REGISTROS DE ORIGEM

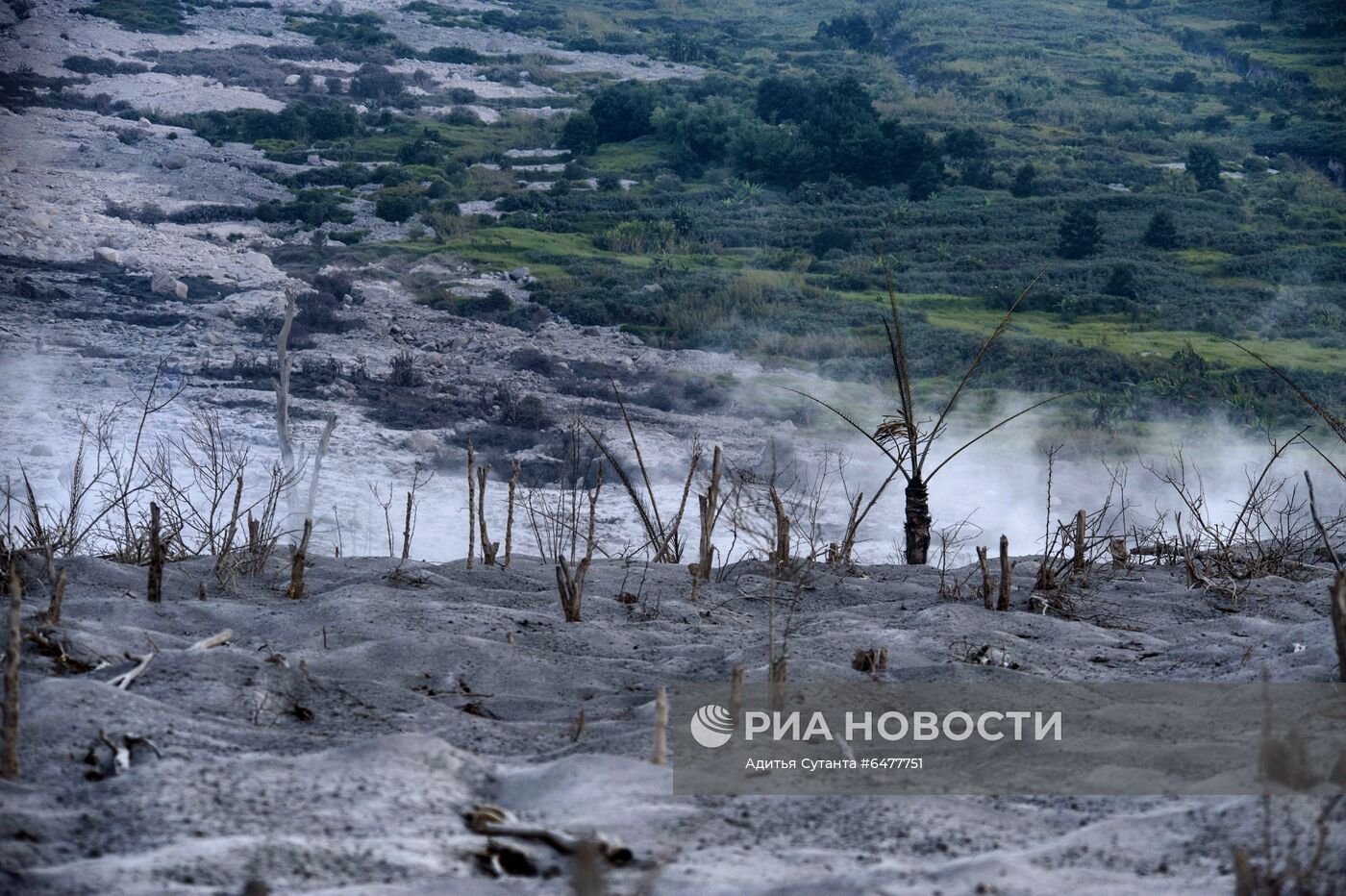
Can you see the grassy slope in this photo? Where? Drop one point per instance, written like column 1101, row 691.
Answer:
column 1074, row 87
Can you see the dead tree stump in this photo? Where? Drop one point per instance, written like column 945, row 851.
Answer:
column 1339, row 622
column 296, row 564
column 1080, row 561
column 1117, row 546
column 986, row 582
column 407, row 528
column 1006, row 572
column 736, row 691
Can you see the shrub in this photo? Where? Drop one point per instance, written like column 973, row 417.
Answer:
column 579, row 134
column 1080, row 235
column 831, row 238
column 1025, row 181
column 154, row 16
column 1204, row 165
column 1121, row 283
column 377, row 83
column 1161, row 232
column 622, row 111
column 404, row 371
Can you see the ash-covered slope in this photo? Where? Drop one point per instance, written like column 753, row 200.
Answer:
column 338, row 741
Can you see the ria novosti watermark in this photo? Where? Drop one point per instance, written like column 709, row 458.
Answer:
column 999, row 734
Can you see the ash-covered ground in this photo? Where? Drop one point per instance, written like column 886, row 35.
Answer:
column 338, row 741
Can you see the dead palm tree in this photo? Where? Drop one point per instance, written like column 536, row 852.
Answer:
column 906, row 440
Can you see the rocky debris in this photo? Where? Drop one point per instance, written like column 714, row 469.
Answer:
column 420, row 443
column 165, row 284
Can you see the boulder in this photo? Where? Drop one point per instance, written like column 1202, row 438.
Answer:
column 420, row 441
column 165, row 284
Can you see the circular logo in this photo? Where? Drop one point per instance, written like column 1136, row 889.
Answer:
column 712, row 725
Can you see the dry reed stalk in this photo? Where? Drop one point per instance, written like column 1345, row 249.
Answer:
column 488, row 548
column 509, row 512
column 296, row 564
column 471, row 505
column 1080, row 541
column 155, row 586
column 407, row 528
column 58, row 593
column 10, row 752
column 709, row 505
column 229, row 533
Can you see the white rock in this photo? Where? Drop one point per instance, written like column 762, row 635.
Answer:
column 164, row 284
column 420, row 441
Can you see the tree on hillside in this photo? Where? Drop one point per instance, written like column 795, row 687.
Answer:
column 925, row 182
column 622, row 111
column 1121, row 283
column 1161, row 232
column 1025, row 181
column 852, row 30
column 579, row 134
column 1204, row 165
column 1080, row 235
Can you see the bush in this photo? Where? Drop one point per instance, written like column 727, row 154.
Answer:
column 831, row 238
column 87, row 64
column 154, row 16
column 404, row 371
column 1161, row 232
column 376, row 83
column 622, row 111
column 1121, row 283
column 1204, row 165
column 396, row 205
column 1080, row 235
column 1025, row 181
column 579, row 134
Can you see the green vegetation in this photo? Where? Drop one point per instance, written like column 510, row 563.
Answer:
column 1160, row 167
column 155, row 16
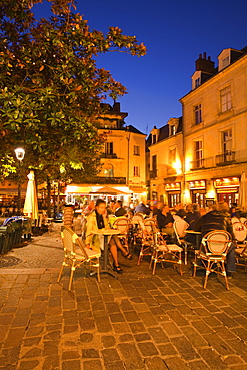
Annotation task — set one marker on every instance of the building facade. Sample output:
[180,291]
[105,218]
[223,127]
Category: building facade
[212,142]
[122,160]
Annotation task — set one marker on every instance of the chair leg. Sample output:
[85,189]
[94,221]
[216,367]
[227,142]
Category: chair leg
[224,274]
[207,274]
[185,254]
[71,275]
[61,270]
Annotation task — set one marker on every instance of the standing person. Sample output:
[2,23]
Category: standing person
[120,211]
[97,220]
[165,221]
[218,219]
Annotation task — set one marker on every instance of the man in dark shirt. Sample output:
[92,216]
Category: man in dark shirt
[218,219]
[120,211]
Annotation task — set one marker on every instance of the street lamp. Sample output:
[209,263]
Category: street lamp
[20,153]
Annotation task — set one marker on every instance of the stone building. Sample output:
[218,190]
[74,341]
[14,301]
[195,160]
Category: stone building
[211,144]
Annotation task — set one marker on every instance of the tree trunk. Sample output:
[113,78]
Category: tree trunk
[48,197]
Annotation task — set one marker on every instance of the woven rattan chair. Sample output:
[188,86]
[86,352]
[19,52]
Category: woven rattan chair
[240,233]
[212,254]
[180,226]
[163,253]
[123,224]
[147,227]
[75,255]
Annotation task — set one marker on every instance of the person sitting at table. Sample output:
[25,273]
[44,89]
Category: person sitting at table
[165,221]
[97,220]
[142,208]
[120,211]
[218,218]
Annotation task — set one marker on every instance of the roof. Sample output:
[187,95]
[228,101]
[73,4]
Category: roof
[236,55]
[131,128]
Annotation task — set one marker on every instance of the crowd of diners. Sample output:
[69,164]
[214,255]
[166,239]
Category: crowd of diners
[203,220]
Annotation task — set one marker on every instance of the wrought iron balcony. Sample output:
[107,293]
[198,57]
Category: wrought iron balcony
[109,155]
[225,158]
[106,180]
[153,174]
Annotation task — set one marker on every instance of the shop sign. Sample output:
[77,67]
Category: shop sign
[197,184]
[226,182]
[176,186]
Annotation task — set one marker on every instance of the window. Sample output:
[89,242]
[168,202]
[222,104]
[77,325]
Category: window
[136,150]
[172,155]
[136,171]
[198,114]
[172,129]
[197,82]
[198,154]
[226,100]
[225,62]
[109,148]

TRABALHO SOLICITADO
Formate todas as linhas dos registros acima como uma lista JSON de strings, com uma string para cada linha e sem as linhas em branco. Omita as imagens na resposta.

RESULTADO
[
  "Can you see the grassy slope in this photo? Where? Drop one point per instance, written like column 1101, row 691.",
  "Answer:",
  "column 1074, row 87",
  "Can you see the dead tree stump in this photo? Where? Drop one point per instance, written like column 945, row 851.",
  "Answer:",
  "column 1339, row 622",
  "column 296, row 564",
  "column 1080, row 561",
  "column 1117, row 546",
  "column 986, row 582",
  "column 407, row 528",
  "column 1006, row 572",
  "column 736, row 691",
  "Can you see the shrub in this photo? Where? Drop one point per instance, written like column 973, row 417.",
  "Answer:",
  "column 579, row 134",
  "column 1080, row 235",
  "column 831, row 238",
  "column 1025, row 181",
  "column 154, row 16",
  "column 1204, row 165",
  "column 1121, row 283",
  "column 377, row 83",
  "column 1161, row 232",
  "column 622, row 111",
  "column 404, row 371",
  "Can you see the ash-covered slope in this photo? Where? Drop one point per instance, written like column 753, row 200.",
  "Answer:",
  "column 338, row 741",
  "Can you see the ria novosti watermark in this photo? Where? Drop one point per instance, written like column 709, row 458.",
  "Answer:",
  "column 999, row 734",
  "Can you see the ash-covered ground in this photo? Where? Drop one point per instance, written like column 886, row 35.",
  "Answer:",
  "column 338, row 741",
  "Can you see the dead palm tree in this photo? Where? Drop one point per instance, written like column 536, row 852.",
  "Answer:",
  "column 906, row 440",
  "Can you see the rocky debris in this photo? Where? Drop one point per instance, written like column 714, row 469.",
  "Answer:",
  "column 420, row 443",
  "column 165, row 284",
  "Can you see the boulder in this photo? Where? Drop one point per instance, written like column 1202, row 438.",
  "Answer:",
  "column 420, row 441",
  "column 165, row 284",
  "Can you see the circular logo in this photo? Where? Drop one point per instance, written like column 1136, row 889.",
  "Answer:",
  "column 712, row 725",
  "Can you see the dry reed stalk in this photo? Where? Drop one point per instance, written like column 1345, row 249.",
  "Answer:",
  "column 488, row 548",
  "column 509, row 512",
  "column 296, row 564",
  "column 471, row 505",
  "column 1080, row 541",
  "column 155, row 586",
  "column 407, row 528",
  "column 58, row 593",
  "column 10, row 752",
  "column 709, row 505",
  "column 229, row 533",
  "Can you see the white rock in this photo? Where? Drop one point per instance, written like column 762, row 635.",
  "Answer:",
  "column 164, row 284",
  "column 420, row 441",
  "Can you see the tree on hillside in this photo? Where? Drop one point per instance, written like column 795, row 687.",
  "Answer:",
  "column 925, row 182",
  "column 622, row 111",
  "column 1121, row 283",
  "column 1161, row 232",
  "column 1025, row 181",
  "column 852, row 30",
  "column 579, row 134",
  "column 1204, row 165",
  "column 1080, row 235",
  "Can you see the bush in this photo? Where? Drop one point per instance, written like column 727, row 154.",
  "Answer:",
  "column 831, row 238",
  "column 87, row 64",
  "column 154, row 16",
  "column 404, row 371",
  "column 1161, row 232",
  "column 376, row 83",
  "column 622, row 111",
  "column 1121, row 283",
  "column 1204, row 165",
  "column 396, row 205",
  "column 1080, row 235",
  "column 1025, row 181",
  "column 579, row 134",
  "Can you see the green vegetation in this photo? Where? Drop one point per instance, written like column 510, row 563.",
  "Answer:",
  "column 1160, row 167",
  "column 155, row 16",
  "Annotation task — set one marker on every instance of the building facade. Sample output:",
  "[180,291]",
  "[105,218]",
  "[223,127]",
  "Category: building facade",
  "[212,142]",
  "[122,160]",
  "Annotation task — set one marker on every instance of the chair leg. Sample output:",
  "[85,189]",
  "[94,221]",
  "[216,367]",
  "[227,142]",
  "Category: chair leg",
  "[224,274]",
  "[207,274]",
  "[185,254]",
  "[71,275]",
  "[61,270]",
  "Annotation task — set one marker on every instance of the standing person. Sample output:",
  "[2,23]",
  "Category: standing person",
  "[120,211]",
  "[97,220]",
  "[165,221]",
  "[218,219]",
  "Annotation task — set one marker on every instance of the man in dark shirt. Sample output:",
  "[92,216]",
  "Category: man in dark shirt",
  "[218,219]",
  "[120,211]",
  "Annotation task — set one marker on every instance of the street lamp. Sample output:",
  "[209,263]",
  "Category: street lamp",
  "[20,153]",
  "Annotation task — set one marker on every instance of the stone building. Sample output:",
  "[218,190]",
  "[74,341]",
  "[14,301]",
  "[195,160]",
  "Category: stone building",
  "[211,144]",
  "Annotation task — set one marker on every instance of the tree trunk. Sample output:",
  "[113,78]",
  "Category: tree trunk",
  "[48,197]",
  "Annotation task — set one marker on every instance of the woven rattan chair. Sample output:",
  "[188,86]",
  "[86,352]",
  "[19,52]",
  "Category: woven rattan chair",
  "[240,233]",
  "[212,254]",
  "[180,226]",
  "[163,253]",
  "[123,224]",
  "[147,227]",
  "[75,255]",
  "Annotation task — set one marker on every instance of the person sitting at table. Sample output:",
  "[25,273]",
  "[44,89]",
  "Category: person sitting at table",
  "[165,221]",
  "[97,220]",
  "[142,208]",
  "[120,211]",
  "[218,218]",
  "Annotation task — set one marker on every instance of the roof. Sample output:",
  "[187,95]",
  "[228,101]",
  "[73,4]",
  "Category: roof",
  "[236,55]",
  "[131,128]",
  "Annotation task — set one marker on every instance of the crowd of diners. Sample output:",
  "[69,164]",
  "[214,255]",
  "[166,239]",
  "Category: crowd of diners",
  "[203,220]",
  "Annotation task — set one marker on every instance of the wrought iron balcony. Sample output:",
  "[107,293]",
  "[198,57]",
  "Category: wrought iron balcony",
  "[109,155]",
  "[225,158]",
  "[106,180]",
  "[153,174]",
  "Annotation task — set one marker on every instance of the shop sign. Sample output:",
  "[77,67]",
  "Category: shop sign",
  "[197,184]",
  "[226,182]",
  "[176,186]",
  "Annotation task — set one marker on every instance of the window. Sample output:",
  "[89,242]",
  "[168,202]",
  "[222,104]",
  "[77,325]",
  "Category: window",
  "[136,150]",
  "[172,155]",
  "[136,171]",
  "[198,114]",
  "[172,129]",
  "[197,82]",
  "[198,154]",
  "[226,100]",
  "[225,62]",
  "[109,148]"
]